Below are some entries. Output each one exactly as it appears.

Available data: Begin

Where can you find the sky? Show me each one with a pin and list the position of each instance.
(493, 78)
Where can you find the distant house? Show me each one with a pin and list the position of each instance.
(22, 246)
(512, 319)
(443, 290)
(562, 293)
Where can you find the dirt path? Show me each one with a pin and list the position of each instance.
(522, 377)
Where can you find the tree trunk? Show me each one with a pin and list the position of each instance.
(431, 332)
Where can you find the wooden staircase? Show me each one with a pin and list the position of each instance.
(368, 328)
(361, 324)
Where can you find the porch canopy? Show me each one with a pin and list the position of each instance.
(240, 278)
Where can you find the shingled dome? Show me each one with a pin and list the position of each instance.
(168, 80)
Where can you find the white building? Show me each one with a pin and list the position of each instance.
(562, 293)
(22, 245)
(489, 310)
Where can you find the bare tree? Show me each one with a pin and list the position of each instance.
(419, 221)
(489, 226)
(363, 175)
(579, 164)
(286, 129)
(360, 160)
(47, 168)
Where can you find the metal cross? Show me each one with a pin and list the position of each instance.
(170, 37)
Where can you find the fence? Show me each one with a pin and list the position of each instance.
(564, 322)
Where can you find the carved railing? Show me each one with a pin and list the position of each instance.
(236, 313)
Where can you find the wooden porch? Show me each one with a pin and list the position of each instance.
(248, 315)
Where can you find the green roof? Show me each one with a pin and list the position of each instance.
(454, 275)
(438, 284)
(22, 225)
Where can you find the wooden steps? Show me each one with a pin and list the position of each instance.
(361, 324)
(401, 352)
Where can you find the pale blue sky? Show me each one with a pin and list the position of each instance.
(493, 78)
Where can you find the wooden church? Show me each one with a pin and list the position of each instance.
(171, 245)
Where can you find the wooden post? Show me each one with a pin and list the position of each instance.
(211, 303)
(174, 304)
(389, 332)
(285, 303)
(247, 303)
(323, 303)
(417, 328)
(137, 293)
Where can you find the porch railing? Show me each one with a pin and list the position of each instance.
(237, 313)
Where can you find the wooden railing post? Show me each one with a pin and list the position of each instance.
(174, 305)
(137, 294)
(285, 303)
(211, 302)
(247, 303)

Available data: End

— Task result —
Where can you find the sky? Show me each one with a pin and list the position of each instance.
(493, 78)
Where can you find the distant house? Show me each one with a pin and list the position of each instance.
(22, 246)
(512, 319)
(443, 290)
(562, 293)
Where can you find the dirt path? Show me each one with a pin and list the position of each instance.
(522, 377)
Where can you find the tree trunk? Show me each one with a pin and list the position of each instance.
(431, 332)
Where can you find the wooden staircase? Show me each one with a pin and list the position of each instance.
(368, 328)
(361, 324)
Where can you find the porch canopy? Show me each one with a pin and list the position of each instance.
(240, 278)
Where can you find the shingled dome? Show me each one with a pin and list the position of each instance.
(168, 80)
Where can you find the white building? Show me each one with a pin and list the position of each instance.
(562, 293)
(22, 245)
(489, 310)
Where can you find the bare tree? Show me each one with a pin and list the position of each instance.
(419, 221)
(489, 226)
(363, 175)
(579, 164)
(286, 129)
(360, 160)
(47, 168)
Where can you find the metal cross? Show me each one with a pin and list the position of each instance.
(170, 37)
Where can you find the fence? Show me each one with a pin and list the position of each instance.
(564, 322)
Where can you find the carved railing? Show me each one with a pin and list the position of each instance.
(236, 313)
Where can you find the wooden porch? Show me each one with a pin and list the position of each instance.
(248, 315)
Where can you find the green roof? Show me each one with a pin and list the position of each instance.
(454, 275)
(438, 284)
(22, 225)
Where can you find the wooden steps? Show me each one with a pin and list the position of each instance.
(361, 324)
(401, 352)
Where can you find the pale blue sky? Show me each one with a pin and list the position of each instance.
(493, 78)
Where can you find the wooden church? Show me each one with a pin and list the position of each instance.
(171, 245)
Where can you find the wooden post? Show me each one with a pin and list the position of each instance.
(211, 303)
(174, 304)
(389, 332)
(285, 303)
(247, 303)
(323, 303)
(417, 328)
(137, 293)
Where can you find the porch railing? Show me each one with a pin and list the position of each instance.
(237, 313)
Where can you find the wooden railing post? Show me each one with a pin and list the position of each instance.
(174, 305)
(137, 294)
(285, 303)
(211, 302)
(247, 303)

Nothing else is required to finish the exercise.